_SHORT EXERCISE 1_
Please translate this sentence from the essay on fatherhood and writing into Spanish: "Writing, like God, is an incomprehensible other that can inspire as much as torment."

_EXCERPT TO READ_
-- Start --
This year, as with every passing year, I cannot help but hear the distant rumble of “Time’s wingèd chariot hurrying near.” My beloved, beautiful four-year-old daughter heralded this chariot, not long ago. Over dinner, she smiled at me with her eyes lit up, then leaned close and said, “Daddy, you’re old. You’re going to die soon. I love you. Will there be a funeral?”

She probably will not remember these words. But I will, because they touch on…the lightest and the heaviest subject: the joy of otherness. This topic of joy is heavy, because I am a pessimist. And when it comes to otherness, the associations are often gloomy, revolving around victimization and marginalization or trauma and erasure, all subjects in which I revel. But it is no wonder that some who are othered would rather feel joy than pain. They simply yearn to be human, although humanity itself comes with a heaviness inherent.

[When I first] attempted to become a writer, grappling with Very Serious Subjects and Very Important Literature, otherness was a major concern, but it was the alterity of sociological, political, historical categories: race, class, gender, nationality, and so on. What I had not grappled with was the otherness of those who had been right next to me from my origins, my mother and father, my older brother, my oldest sister, whom we had left behind in Việt Nam at the end of war, where, in the aftermath, the victors dispatched her to labor on a youth brigade to rebuild the country, a fate that could have been mine.

Perhaps partly because of this fear of understanding my siblings and my own parents, I had no desire to be a parent, to test myself with children and my own family as my parents had been tested by me and my siblings. Writing was the only creative act that interested me, not fathering, and so when I learned that my first child was due to arrive—I panicked. My life, as I knew it, was over, and it hardly seemed fair, for I had not yet finished my novel. But my son’s impending birth focused me, and I completed the [first] draft a few days before his birth. For the next few months, I revised the novel at night while this strange new being slept, so small and light, yet so heavy on my conscience and my soul.

He lay swaddled and immobilized on the futon in his mother’s office while I sat at her desk, keeping an eye on Little Oedipus as I wrestled with sentences, word choices, rhythms. Anytime my heir stirred, which was often, I stuck a bottle of formula in his mouth, a story over which he now chortles. I rewrote and kept vigil until three in the morning. Then it was my turn to sip on my formula—single malt Scotch—until five in the morning, when his mother took over. So it was that we fattened our son and kept him alive.

My infant son was my other, perhaps still is an other to me in a wondrous way, as I must be some looming other to my daughter, intimate and yet incomprehensible. I think I know my son very well, but perhaps I do not know him at all. And why would I want to know him, or my daughter, completely? It is impossible that they would know me absolutely. The reserve of our own mystery to ourselves and to our closest others is a source of consternation, but also, potentially, joy.

Becoming a father frightened me more than anything, including writing, which caused me much anguish that I willingly embraced. Writing, like God, is an incomprehensible other that can inspire as much as torment. Writing requires faith as well as a willingness to abide mystery, the unknown source from where creativity emerges. Still, much of creativity springs not from magic or mystique but from dull discipline, as in Haruki Murakami’s idea that writing is mostly a matter of routine, even punishment, until it is not. In his memoir What I Talk About When I Talk About Running, Murakami compares writing to running, particularly marathons, including the original marathon route in Greece, and even running an ultramarathon of sixty-two miles. I run a few miles on a treadmill in my basement next to the washing machine and dryer, watching instructors on my phone exhort me to reach my goal with clichés so trite I would be appalled to write them. Nevertheless, the exhortations work, encouraging me to run a few more miles, which inspires me to think I can write a few more pages.
-- End --
_RECORDS TO PROCESS_
-- Start --
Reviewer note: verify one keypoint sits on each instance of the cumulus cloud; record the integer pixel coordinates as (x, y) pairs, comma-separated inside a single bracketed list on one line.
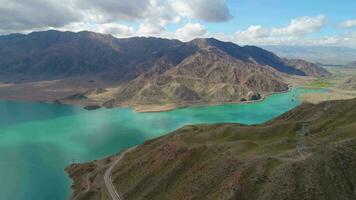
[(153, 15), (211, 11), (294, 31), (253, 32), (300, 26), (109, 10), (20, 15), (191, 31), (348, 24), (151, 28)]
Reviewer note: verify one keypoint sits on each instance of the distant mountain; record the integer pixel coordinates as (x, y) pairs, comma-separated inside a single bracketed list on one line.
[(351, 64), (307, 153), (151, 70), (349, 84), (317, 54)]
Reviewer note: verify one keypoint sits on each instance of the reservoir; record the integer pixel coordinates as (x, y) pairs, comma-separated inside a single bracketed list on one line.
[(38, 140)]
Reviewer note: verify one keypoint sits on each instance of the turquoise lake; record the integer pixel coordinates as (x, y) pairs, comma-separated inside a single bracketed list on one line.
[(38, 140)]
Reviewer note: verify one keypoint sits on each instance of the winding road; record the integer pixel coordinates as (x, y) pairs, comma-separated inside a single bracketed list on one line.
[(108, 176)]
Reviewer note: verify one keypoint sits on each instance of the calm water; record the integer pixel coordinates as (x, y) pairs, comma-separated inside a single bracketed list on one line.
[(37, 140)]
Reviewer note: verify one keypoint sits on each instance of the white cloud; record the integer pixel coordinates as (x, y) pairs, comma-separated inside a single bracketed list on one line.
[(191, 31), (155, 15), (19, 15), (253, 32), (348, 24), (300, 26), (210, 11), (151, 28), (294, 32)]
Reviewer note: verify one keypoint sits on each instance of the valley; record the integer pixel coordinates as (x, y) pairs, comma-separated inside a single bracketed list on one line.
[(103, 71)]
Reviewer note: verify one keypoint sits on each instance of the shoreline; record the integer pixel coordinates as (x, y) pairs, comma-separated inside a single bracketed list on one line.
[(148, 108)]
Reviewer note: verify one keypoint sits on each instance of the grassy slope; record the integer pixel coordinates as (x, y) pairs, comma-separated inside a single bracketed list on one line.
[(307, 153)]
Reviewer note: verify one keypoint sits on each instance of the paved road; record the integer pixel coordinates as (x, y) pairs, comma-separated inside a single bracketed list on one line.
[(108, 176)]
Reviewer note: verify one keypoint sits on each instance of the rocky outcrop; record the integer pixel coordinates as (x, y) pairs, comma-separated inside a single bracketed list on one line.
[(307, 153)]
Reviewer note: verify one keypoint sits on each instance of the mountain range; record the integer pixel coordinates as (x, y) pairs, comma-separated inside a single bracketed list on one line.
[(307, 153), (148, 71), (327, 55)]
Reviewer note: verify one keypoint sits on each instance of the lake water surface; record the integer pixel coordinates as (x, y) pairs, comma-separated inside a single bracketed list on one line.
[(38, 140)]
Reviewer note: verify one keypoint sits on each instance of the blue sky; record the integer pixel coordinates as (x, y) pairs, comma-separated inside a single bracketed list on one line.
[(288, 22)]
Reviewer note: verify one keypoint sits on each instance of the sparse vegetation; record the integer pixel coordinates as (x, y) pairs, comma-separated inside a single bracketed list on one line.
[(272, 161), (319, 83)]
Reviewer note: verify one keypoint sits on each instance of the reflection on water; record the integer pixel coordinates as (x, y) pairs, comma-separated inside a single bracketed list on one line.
-- End --
-- Start --
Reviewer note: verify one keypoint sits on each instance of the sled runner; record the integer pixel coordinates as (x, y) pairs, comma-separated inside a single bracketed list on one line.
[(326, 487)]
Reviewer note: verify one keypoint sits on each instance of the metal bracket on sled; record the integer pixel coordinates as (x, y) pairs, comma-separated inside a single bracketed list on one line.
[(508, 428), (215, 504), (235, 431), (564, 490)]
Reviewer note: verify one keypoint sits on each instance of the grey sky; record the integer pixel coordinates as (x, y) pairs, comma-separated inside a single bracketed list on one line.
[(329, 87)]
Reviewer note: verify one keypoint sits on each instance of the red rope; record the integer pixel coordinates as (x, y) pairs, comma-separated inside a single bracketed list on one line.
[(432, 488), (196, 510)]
-- End --
_SHORT EXERCISE 2_
Pull out every line of the listing above that contains the word "cloud". Case counts.

_WORKED SOLUTION 1_
La escritura, como Dios, es un otro incomprensible que puede inspirar tanto como atormentar.

_WORKED SOLUTION 2_
Reviewer note: verify one keypoint sits on each instance of the cumulus cloud; record the integer pixel coordinates as (x, y) pairs, comma-separated inside a single bracketed list on one line.
Reviewer note: verify one keypoint sits on each instance of the white cloud; record the integer pixel coordinates as (x, y) pairs, comma-separated inside a single bracketed list on one line.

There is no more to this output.